== Lista de tarefas ==
(a) No texto sobre a compra do Twitter, em que mês e ano Mark Zuckerberg comprou o Instagram?
(b) Transcreva do texto sobre a compra do Twitter o trecho que começa em "Aí temos outro" e vai até "equipe se instalar.".

#### Texto fornecido

A aquisição do Twitter pelo Elon Musk foi uma novela. Já foi mais fácil para bilionários comprarem empresas de tecnologia. O Mark Zuckerberg comprou o Instagram em abril de 2012 por 1 bilhão de dólares, sem muita burocracia ou resistência. Exatamente dez anos depois, em abril de 2022, o Elon Musk comprou o Twitter por 44 bilhões, depois de muito insistir¹.
Na primeira proposta, foi o board do Twitter que resistiu, se negando a operar a venda, sem sequer consultar o interesse dos acionistas que ganhariam uma nota com isto. Uns diriam que a intenção do board era dar uma valorizada no produto, forçando o comprador a aumentar a oferta; para outros, havia uma motivação ideológica, pois a turma reinante na empresa discordava de posicionamentos políticos do Elon Musk, inclusive sua ênfase na liberdade de expressão².
O capítulo curioso foi que, mesmo depois que o board cedeu, foi a vez do Elon Musk "botar boneco", como se diz aqui no Ceará. Ele queria se certificar da quantidade de contas fake, contas de bots que existiam na rede social sem representar usuários reais. O objetivo era pechinchar, pois se há muitos usuários que na verdade são bots, então o site vale menos do que parece. Insatisfeito com isto, ele desistiu da compra.
Aí temos outro plot twist. Foi a vez do board processar o Elon Musk para que continuasse a compra ou pagasse uma multa bilionária. Talvez tenha sido uma jogada de poker e eles no fundo não queriam mesmo vender, mas só passar a mão na multa. O resumo da ópera é que agora, no finalzinho de outubro de 2022, Elon Musk concretizou a compra.
E dessa vez ele estava falando sério. Mal formalizou a compra, ele já postou no Twitter um vídeo mostrando ele dentro da empresa levando uma pia. Algum tipo de gesto simbólico talvez, ou talvez apenas resolveu ajudar na organização de um escritório ali para a sua equipe se instalar.
Ele fez mais, demitiu ninguém menos que o CEO Parag Agrawal, o cara que substituiu o fundador Jack Dorsey. Também demitiu o diretor financeiro Ned Segal e o chefe jurídico Vijaya Gadde. Outros figurões estão na fila para ouvir um "you are fired". Mas não tenha pena deles. O Parag, por exemplo, saiu levando uma indenização de 100 milhões pra casa.
E as reformas imediatas não param por aí. Os engenheiros de software da Tesla, turma de confiança do Elon Musk, já estão se debruçando sobre o código-fonte do Twitter, que foi bloqueado para alterações, impedindo assim que qualquer funcionário ou ex-funcionário faça alguma estripulia com o código.
Há meses Musk já havia declarado que pretende deixar o código do Twitter open source, o que significa mais transparência, acabando com a obscura forma como o algoritmo vem personalizando os feeds e silenciando pessoas. Enfim, é como voltar ao bom e velho Twitter de dez anos atrás, quando os algoritmos não eram tão paranoicos.

########
#### Linhas de dados

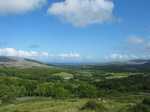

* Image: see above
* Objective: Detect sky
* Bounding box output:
[0,0,150,62]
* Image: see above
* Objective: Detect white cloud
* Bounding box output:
[58,53,80,58]
[128,36,145,45]
[0,48,81,60]
[0,48,48,57]
[105,53,141,61]
[48,0,114,26]
[0,0,47,14]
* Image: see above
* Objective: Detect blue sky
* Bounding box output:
[0,0,150,62]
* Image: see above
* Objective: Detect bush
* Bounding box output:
[143,97,150,105]
[81,100,107,112]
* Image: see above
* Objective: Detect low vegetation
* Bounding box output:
[0,67,150,112]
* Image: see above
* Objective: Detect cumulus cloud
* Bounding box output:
[128,36,145,45]
[58,53,80,58]
[48,0,114,26]
[0,48,48,57]
[105,53,140,61]
[0,48,81,60]
[0,0,47,14]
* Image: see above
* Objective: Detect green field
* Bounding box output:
[0,67,150,112]
[0,98,143,112]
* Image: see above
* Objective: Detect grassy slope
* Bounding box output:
[0,96,143,112]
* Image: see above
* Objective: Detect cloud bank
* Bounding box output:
[48,0,114,26]
[0,48,81,60]
[0,48,48,57]
[0,0,47,14]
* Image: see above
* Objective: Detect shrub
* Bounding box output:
[81,100,107,112]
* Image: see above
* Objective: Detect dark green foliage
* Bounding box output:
[127,98,150,112]
[81,100,107,112]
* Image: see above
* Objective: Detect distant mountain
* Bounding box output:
[98,59,150,72]
[0,56,49,68]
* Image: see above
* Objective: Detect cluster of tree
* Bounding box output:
[95,74,150,93]
[0,76,97,102]
[0,68,150,102]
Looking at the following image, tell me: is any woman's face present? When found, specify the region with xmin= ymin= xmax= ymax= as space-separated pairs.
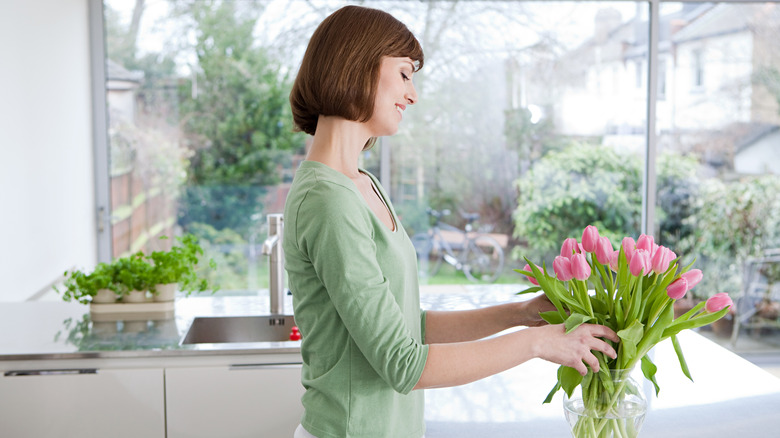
xmin=367 ymin=57 xmax=417 ymax=137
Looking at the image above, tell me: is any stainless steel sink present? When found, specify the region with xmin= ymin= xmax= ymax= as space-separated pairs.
xmin=181 ymin=315 xmax=295 ymax=345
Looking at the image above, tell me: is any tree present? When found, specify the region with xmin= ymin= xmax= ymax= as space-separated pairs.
xmin=514 ymin=143 xmax=642 ymax=258
xmin=174 ymin=1 xmax=303 ymax=234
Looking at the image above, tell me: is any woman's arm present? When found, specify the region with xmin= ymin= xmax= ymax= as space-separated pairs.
xmin=425 ymin=294 xmax=555 ymax=344
xmin=414 ymin=324 xmax=618 ymax=389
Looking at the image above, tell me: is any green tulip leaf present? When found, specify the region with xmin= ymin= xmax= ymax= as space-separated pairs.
xmin=539 ymin=310 xmax=563 ymax=324
xmin=641 ymin=355 xmax=661 ymax=397
xmin=672 ymin=335 xmax=693 ymax=382
xmin=558 ymin=366 xmax=582 ymax=397
xmin=565 ymin=313 xmax=593 ymax=334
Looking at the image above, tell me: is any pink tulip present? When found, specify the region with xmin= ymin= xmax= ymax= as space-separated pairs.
xmin=582 ymin=225 xmax=599 ymax=252
xmin=704 ymin=292 xmax=734 ymax=313
xmin=636 ymin=234 xmax=655 ymax=255
xmin=596 ymin=237 xmax=613 ymax=265
xmin=553 ymin=256 xmax=574 ymax=281
xmin=523 ymin=263 xmax=539 ymax=286
xmin=628 ymin=249 xmax=652 ymax=277
xmin=681 ymin=269 xmax=704 ymax=290
xmin=609 ymin=249 xmax=620 ymax=272
xmin=666 ymin=277 xmax=688 ymax=300
xmin=621 ymin=237 xmax=636 ymax=263
xmin=561 ymin=237 xmax=579 ymax=258
xmin=652 ymin=246 xmax=677 ymax=274
xmin=570 ymin=254 xmax=590 ymax=281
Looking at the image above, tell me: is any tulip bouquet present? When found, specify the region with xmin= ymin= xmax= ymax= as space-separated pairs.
xmin=517 ymin=225 xmax=732 ymax=437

########

== As soluções ==
(a) Em abril de 2012.

(b)
Aí temos outro plot twist. Foi a vez do board processar o Elon Musk para que continuasse a compra ou pagasse uma multa bilionária. Talvez tenha sido uma jogada de poker e eles no fundo não queriam mesmo vender, mas só passar a mão na multa. O resumo da ópera é que agora, no finalzinho de outubro de 2022, Elon Musk concretizou a compra.
E dessa vez ele estava falando sério. Mal formalizou a compra, ele já postou no Twitter um vídeo mostrando ele dentro da empresa levando uma pia. Algum tipo de gesto simbólico talvez, ou talvez apenas resolveu ajudar na organização de um escritório ali para a sua equipe se instalar.